WHAT YOU SHOULD DO —
Your answer should reproduce the full set of records exactly as given.

EXERCISE MATERIALS —
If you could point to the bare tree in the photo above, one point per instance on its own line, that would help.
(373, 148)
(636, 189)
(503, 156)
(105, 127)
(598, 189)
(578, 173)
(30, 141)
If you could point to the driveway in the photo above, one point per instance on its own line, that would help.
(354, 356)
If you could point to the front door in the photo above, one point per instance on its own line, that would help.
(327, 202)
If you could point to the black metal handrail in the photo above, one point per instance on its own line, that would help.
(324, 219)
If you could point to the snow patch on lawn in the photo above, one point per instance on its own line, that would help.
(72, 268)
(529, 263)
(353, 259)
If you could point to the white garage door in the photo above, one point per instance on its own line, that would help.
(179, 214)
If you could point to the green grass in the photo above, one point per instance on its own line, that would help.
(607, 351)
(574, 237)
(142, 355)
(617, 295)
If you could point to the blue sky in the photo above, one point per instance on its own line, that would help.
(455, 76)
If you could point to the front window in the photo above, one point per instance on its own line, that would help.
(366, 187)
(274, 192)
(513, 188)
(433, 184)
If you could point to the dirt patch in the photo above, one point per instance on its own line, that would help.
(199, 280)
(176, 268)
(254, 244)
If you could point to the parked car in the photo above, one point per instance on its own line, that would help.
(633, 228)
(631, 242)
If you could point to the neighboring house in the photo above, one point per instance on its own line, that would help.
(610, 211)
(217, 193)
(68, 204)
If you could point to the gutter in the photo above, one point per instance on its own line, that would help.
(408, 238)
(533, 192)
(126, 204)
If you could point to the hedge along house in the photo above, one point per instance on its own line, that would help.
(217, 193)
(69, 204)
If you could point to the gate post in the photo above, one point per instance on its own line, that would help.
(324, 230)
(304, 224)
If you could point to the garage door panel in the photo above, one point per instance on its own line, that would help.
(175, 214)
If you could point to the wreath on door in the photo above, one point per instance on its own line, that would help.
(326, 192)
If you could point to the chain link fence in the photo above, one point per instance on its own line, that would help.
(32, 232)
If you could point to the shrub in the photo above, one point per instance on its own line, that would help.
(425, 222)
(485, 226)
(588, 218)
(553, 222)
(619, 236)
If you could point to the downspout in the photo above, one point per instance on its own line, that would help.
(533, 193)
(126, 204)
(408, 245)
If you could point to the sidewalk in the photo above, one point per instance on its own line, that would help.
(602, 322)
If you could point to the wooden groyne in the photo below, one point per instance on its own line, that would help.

YOUR SOLUTION —
If you could point to the bare tree in the photo above, one point per instance on its own line, that would help.
(373, 148)
(636, 189)
(503, 156)
(105, 127)
(598, 189)
(578, 173)
(30, 141)
If you could point to the driveway in the photo above, one point per instance on its own line, that would help.
(354, 356)
If you could point to the front door in the photo above, one point per instance on its own line, that would help.
(327, 202)
If you could point to the black metal handrail in the photo above, one point per instance on its own line, that would help.
(324, 219)
If you could point to the snow patch on lawn in the photo above, one point per instance on its own line, that would help.
(72, 268)
(529, 263)
(353, 259)
If you could point to the white garage door in the photo above, one point per instance on its own line, that would help.
(179, 214)
If you could point to the green grass in the photo above, one point per instance on its own line, that would help.
(607, 351)
(574, 237)
(142, 355)
(617, 295)
If you could point to the blue sky in the photo above, one point per instance on its own line, that would help.
(455, 76)
If you could point to the front window in the photo above, one point per instance on its own line, that would help.
(366, 187)
(274, 192)
(513, 188)
(433, 184)
If you could point to the dirt patch in the photo above, one point per instance on its own line, that would help.
(199, 280)
(176, 268)
(254, 244)
If you could point to the parked car in the photo above, one point per instance on its own line, that would help.
(633, 228)
(631, 242)
If you could point to the neighboring house in the photo above, one point per instance on its own line, that would help.
(610, 211)
(217, 193)
(68, 204)
If you could point to the gutter in the photo above, one point per instance on its own line, that would help.
(408, 238)
(533, 192)
(126, 204)
If you could point to the hedge along house in the photo above, one point per instance on its own line, that would help.
(217, 193)
(69, 204)
If you could point to the gate post in the photo above, one point per instance on its own line, that would help.
(324, 230)
(304, 224)
If you could point to the garage door panel in the photo above, one point per instance on its own line, that would help.
(175, 214)
If you could point to the wreath on door in the photo above, one point per instance on its own line, that would help.
(326, 192)
If you could point to the chain link fence in the photo above, one point per instance on its own line, that would help.
(32, 232)
If you could point to the shrub in the photo above, one point per instance on its own line, that would help.
(425, 222)
(485, 226)
(588, 218)
(553, 222)
(619, 236)
If you could point to the downspout in the photo above, one point per instance on its own line, that would help.
(533, 193)
(126, 204)
(408, 245)
If you could point to the sidewalk in the photo above, one point per instance on its own line, that would help.
(602, 322)
If you could point to the wooden groyne in the photo below, one point per instance on its own line, that would help.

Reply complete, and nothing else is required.